> TEKS YANG DISEDIAKAN:
Jumat, 15 Mei 2015

Mengapa Saya dan Kamu Harus Mencintai Mollo


Ketika saya tahu, 
saya akan cinta,
lalu akan saya jaga.

fatumnasi, mollo

Bagi saya Mollo itu surga! Ia adalah kekayaan yang dianugerahkan Tuhan untuk manusia di Timor. Bentangan alam yang luas, kaya dan indah. Kebudayaan yang komplit dan kaya makna. Mollo menjadi sangat berbeda dengan daerah lain di pulau Timor. Saya lahir di Mollo dan beruntung bisa mencerap segala kebaikan itu. Tapi di dalam hati, saya juga sedih bahwa banyak hal bisa saja mengancam kelestarian Mollo, baik alam maupun budayanya. Kita tak bisa mengelak globalisasi dan banyak nilai dari luar yang begitu cepat masuk ke Mollo ketika masyarakat Mollo sendiri banyak yang belum siap dengan perubahan yang serba cepat itu. Kita barangkali bisa melihat diri kita yang gagap, syok, sekaligus menikmati perubahan itu dan perlahan mulai memudarkan nilai-nilai hidup kita yang asli. Dan dengan mudah orang asing akan masuk dan memorak-porandakan segala sistem nilai dan kearifan yang sudah dibangun nenek moyang kita ribuan tahun lamanya. Di segala tempat, masalah sejenis ada.
Saya sendiri sebagai generasi muda yang dilahirkan Mollo mengalami gagap dan syok budaya sekaligus asyik menikmati kebudayaan asing, disaat yang sama, saya sendiri tak punya modal yang kuat sama sekali tentang budaya yang telah melahirkan saya. Saya sedih ketika saya ditumbuhkan dalam keluarga yang tidak terbiasa berbahasa Dawan dialek Mollo karena orangtua saya hanya memberlakukan bahasa Indonesia di rumah. Dengan ketidaktahuan akan bahasa Dawan saya sebenarnya sudah tertinggal banyak langkah. Tapi ketika merantau dan menimba banyak ilmu dari luar, saya sadar bahwa saya harus melakukan sesuatu. Saya harus membiasakan diri saya untuk mencari tahu apa saja yang belum saya ketahui tentang kampung halaman saya, tanah yang melahirkan saya, Mollo. Tidak cukup banyak memang literatur tentang Mollo di internet, namun yang ada sudah lumayan membuka wawasan saya. Saya senang akhirnya bisa bertemu dan berdiskusi dengan banyak orang yang punya kaitan langsung dengan budaya Mollo, tanah Mollo dan Dawan pada umumnya.
Suatu ketika setelah menyelesaikan studi psikologi di Jogja, saya kembali ke Mollo dengan ketertarikan yang amat besar terhadap sejarah dan budaya tempat saya lahir. Beruntung orang tua saya adalah pencerita yang amat sangat baik. Saya juga bisa bertemu dengan beberapa orang yang saya anggap ‘sejarawan’ lokal di kampung saya. Saya bertemu beberapa mafefa atau penutur dalam struktur kehidupan masyarakat Dawan di Mollo. Oke, saya belum tahu semua hal tentang Mollo, tapi cinta pada tanah kelahiran saya sudah lumayan.

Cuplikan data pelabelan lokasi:
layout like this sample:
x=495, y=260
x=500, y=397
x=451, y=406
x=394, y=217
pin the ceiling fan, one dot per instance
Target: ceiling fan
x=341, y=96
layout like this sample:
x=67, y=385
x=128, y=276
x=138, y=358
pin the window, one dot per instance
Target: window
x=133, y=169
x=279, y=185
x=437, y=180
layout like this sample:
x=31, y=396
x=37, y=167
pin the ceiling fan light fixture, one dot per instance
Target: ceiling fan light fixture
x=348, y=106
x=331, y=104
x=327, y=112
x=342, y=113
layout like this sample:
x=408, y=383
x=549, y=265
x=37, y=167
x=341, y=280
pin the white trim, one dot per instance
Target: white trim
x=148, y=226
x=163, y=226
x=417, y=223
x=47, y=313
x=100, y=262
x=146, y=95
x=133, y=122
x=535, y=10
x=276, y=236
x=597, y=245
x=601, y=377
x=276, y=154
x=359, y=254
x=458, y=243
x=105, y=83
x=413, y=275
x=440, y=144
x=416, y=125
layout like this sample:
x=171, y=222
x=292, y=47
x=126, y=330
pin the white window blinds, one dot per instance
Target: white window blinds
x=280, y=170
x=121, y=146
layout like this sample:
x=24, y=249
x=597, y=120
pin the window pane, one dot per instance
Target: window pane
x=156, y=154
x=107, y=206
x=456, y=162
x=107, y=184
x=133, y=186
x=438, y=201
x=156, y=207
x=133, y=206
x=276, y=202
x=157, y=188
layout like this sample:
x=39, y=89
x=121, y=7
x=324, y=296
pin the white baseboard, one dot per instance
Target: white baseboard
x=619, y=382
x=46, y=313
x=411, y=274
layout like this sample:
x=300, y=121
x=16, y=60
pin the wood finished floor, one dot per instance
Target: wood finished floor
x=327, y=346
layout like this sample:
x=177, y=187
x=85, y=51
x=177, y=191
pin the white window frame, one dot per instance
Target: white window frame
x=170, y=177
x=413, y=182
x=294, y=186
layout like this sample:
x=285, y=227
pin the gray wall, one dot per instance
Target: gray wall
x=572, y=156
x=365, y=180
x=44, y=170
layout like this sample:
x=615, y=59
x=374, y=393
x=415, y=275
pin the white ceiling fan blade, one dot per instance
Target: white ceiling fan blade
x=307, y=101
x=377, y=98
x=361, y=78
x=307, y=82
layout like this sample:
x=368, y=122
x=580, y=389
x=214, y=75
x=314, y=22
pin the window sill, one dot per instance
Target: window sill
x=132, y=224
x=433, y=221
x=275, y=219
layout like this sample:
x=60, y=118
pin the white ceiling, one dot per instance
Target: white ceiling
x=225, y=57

> TUJUAN LATIHAN:
Tuliskan lanjutan tulisan tentang Mollo, dimulai setelah kalimat terakhir yang ditampilkan.

> JAWABAN LATIHAN:
Cinta.
Cinta memang menumbuhkan kebaikan. Cinta mampu melawan kejahatan. Ini sama sekali bukan mitos. Kau bisa lihat dalam diri pejuang perempuan asal Mollo, Mama Aleta Baun kan? Ia tahu betul sejarah dan kebudayaan Mollo. Orang Mollo itu bagi saya adalah manusia hebat. Melebihi saya dan generasi saya saat ini yang cuma bisa main facebook, berhaha-hihi, dan lupa sama tanggungjawab kecil: belajar yang rajin di zaman yang serba gampang ini, jadilah manusia yang baik dan bedayalah untuk dirimu sendiri dan orang sekitar. Tapi itu toh masih sulit. Masyarakat Mollo yang purba punya tanggungjawab yang jauh lebih besar dan mereka secara bijaksana menemukan nilai dan formula-formula khusus untuk mewujudkan tanggungjawab itu menjadi nyata.
Kau bayangkan sudah, suatu ketika tiba-tiba sekelompok manusia terlempar ke sebuah taman surga. Hutan dan gunung yang kaya, penuh madu dan susu. Segala makanan tersedia. Segala jenis binatang ada di dalam sana. Manusia-manusia itu berpikir dengan cara sederhana. Mereka sadar diantara mereka pasti ada yang rakus atau mereka sadar bahwa mereka semua punya kadar ketamakan sendiri-sendiri dan itu akan menjadi bahaya. Maka lahirlah sistem yang mengatur itu. Nilai sosial dan dongeng-dongeng tumbuh. Legenda berpindah dari mulut ke mulut. Kebijaksanaan mengalir dan meresap, seperti juga angin, ia menghembuskan kemana-mana segala berita itu. Mereka tentu saja percaya pada kekuatan magis, kekuatan spititual dari setiap obyek di taman surga tersebut. Kau bisa mengecek sendiri betapa banyaknya nilai adat yang ada di Mollo, yang mengatur tentang penggunaan sumber daya hutan secara arif untuk kepentingan bersama. Bagaimana madu di hutan di perlakukan dan seteruanya. Mereka, manusia Mollo purba memang tak sekolah hingga ke Jogja seperti saya tapi pengetahuan mereka akan alam semesta dan penciptanya sangat luar biasa. Ribuan tahun sudah mereka menjaga itu.
Tapi sekali lagi, ada masanya timbul generasi baru yang sebenarnya sudah tercerabut dari akar kebudayaanya. Ya generasi saya ini dan barangkali saya salah satu yang terlibat di dalamnya. Generasi yang lebih banyak tahu gosip-gosip dari negeri seberang, tapi lupa sama kenyataan di kampung sendiri. Saya baru sadar ketika saya lulus S1, apakah itu telat? Tidak!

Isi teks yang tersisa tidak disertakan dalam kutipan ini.